Reviewby Theron Martin,
DVD - Complete Collection
Middle schooler Hiro Hiyorimi has lived apart from his older sister Sawawa since their parents died, but now Sawawa has a job as a live-in maid and is being allowed to have Hiro live with her at the mansion. Hiro gets killed on the way to the mansion when he tries to rescue a blond-haired young Goth woman from falling steel beams, only to soon discover that said Goth girl – Hime, who is also Sawawa's employer – has revived him using her Flamie of Life power, effectively making him one of her half-immortal servants/guards. (He must remain with her, too, as his continued existence is dependant on regular doses of her Flame of Life.) Turns outs that Hime is a genuine princess, one of the Royal Family whose members rule over the Royal (Monster) Kingdom, and she is caught in a struggle with her siblings over future ascendancy to the throne. Though she cares little for the throne, she nonetheless must protect herself, and her indomitable pipsqueak android Flandre and the hapless Hiro aren't enough, so she wins the begrudging allegiance of the half-werewolf Liza Wildman and the pureblood vampire Reiri, who is a fellow student at Hiro's school. She also forms an alliance with her younger sister Sherwood, who adores Hiro. Hime needs all of the help she can get, too, when the threats which beset her include invisible men, doppelgangers, fish people, cat girls, other vampires and werewolves, haunted boats and villages, and even forbidden zombies.
ADV Films originally released this 2007 manga adaptation in two subbed-only sets in 2009, while its successor Sentai Filmworks released the entire series subbed-only in a Complete Collection in 2010. This newest Complete Collection release is the first to have a dubbed version, but it offers nothing else that previous releases didn't have; the Extras - only clean opener and closer - are exactly the same, as is the inclusion of the special episodes listed as episodes 25 and 26. This time, though, they use the irritating single-stack cases. Thus if you care nothing for dubs then this set offers you nothing to justify double-dipping if you have either previous release.

Data records
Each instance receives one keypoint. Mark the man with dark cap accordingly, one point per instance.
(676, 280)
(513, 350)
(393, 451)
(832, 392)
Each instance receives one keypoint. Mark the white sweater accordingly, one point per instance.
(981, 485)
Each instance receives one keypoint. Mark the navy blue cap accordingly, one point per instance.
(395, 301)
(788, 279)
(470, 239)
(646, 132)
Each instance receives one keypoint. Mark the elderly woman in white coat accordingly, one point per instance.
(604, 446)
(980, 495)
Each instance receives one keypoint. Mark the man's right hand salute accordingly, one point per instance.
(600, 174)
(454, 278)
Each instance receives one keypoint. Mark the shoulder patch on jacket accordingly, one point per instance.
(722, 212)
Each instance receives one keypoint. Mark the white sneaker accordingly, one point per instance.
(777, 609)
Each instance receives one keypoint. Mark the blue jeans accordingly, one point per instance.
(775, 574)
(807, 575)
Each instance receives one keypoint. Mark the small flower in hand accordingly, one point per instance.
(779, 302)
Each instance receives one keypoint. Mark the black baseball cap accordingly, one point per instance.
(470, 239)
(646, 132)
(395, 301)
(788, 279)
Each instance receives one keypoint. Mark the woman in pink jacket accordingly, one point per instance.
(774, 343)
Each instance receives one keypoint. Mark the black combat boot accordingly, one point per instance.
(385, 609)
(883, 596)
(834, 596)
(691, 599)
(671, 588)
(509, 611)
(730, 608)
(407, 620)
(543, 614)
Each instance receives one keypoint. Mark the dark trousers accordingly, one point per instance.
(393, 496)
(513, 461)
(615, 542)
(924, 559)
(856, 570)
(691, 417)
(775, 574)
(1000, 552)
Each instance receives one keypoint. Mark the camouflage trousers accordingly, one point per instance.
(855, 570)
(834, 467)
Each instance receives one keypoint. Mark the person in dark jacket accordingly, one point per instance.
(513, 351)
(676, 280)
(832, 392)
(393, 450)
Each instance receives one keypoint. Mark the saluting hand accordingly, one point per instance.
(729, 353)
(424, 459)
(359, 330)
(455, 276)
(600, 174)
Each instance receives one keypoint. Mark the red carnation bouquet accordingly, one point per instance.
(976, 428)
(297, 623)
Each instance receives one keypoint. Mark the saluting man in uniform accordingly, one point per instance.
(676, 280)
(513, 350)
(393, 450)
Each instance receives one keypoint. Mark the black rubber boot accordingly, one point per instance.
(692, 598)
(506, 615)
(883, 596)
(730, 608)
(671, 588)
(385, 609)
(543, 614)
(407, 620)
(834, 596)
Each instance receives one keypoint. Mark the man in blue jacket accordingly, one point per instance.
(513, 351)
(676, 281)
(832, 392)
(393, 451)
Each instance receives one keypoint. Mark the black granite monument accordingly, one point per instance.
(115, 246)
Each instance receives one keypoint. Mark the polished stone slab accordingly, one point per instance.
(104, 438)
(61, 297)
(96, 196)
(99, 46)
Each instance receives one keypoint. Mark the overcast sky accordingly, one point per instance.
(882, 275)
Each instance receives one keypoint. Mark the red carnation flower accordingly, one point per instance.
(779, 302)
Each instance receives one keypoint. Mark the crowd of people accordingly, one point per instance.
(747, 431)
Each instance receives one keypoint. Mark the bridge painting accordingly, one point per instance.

Given instruction: According to the review, what are the only extras in the newest Complete Collection release? The listing is separate material and has no connection to the review.

Task response: A clean opener and a clean closer.